— begin Dataset excerpts —

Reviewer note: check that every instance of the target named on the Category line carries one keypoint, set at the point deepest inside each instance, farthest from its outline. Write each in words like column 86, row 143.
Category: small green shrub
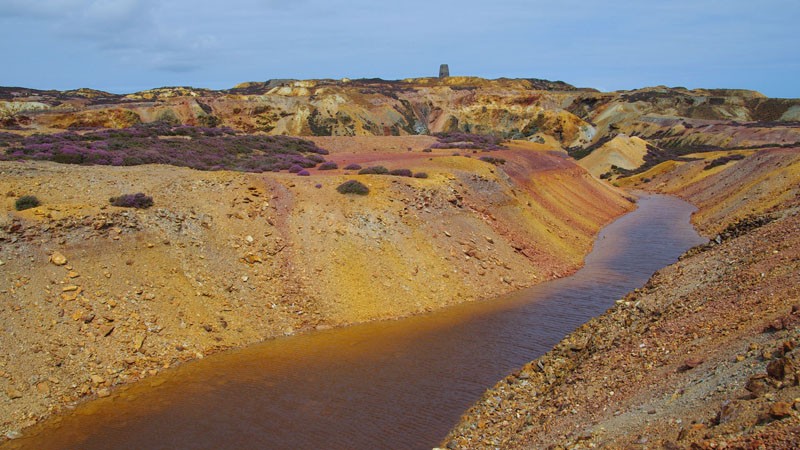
column 353, row 187
column 26, row 202
column 401, row 172
column 374, row 170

— end Dataset excerpts —

§ Problem description
Copy out all the entries again, renaming "small green shrub" as "low green bush" and leaving everything else unchanged. Leave the pictures out.

§ Output of the exercise
Reviewer note: check that every instance of the target named on the Category line carries one keypoint, set at the point deepest inside each instance, farthest from its outline. Write each in words like column 86, row 143.
Category: low green bush
column 353, row 187
column 26, row 202
column 401, row 172
column 374, row 170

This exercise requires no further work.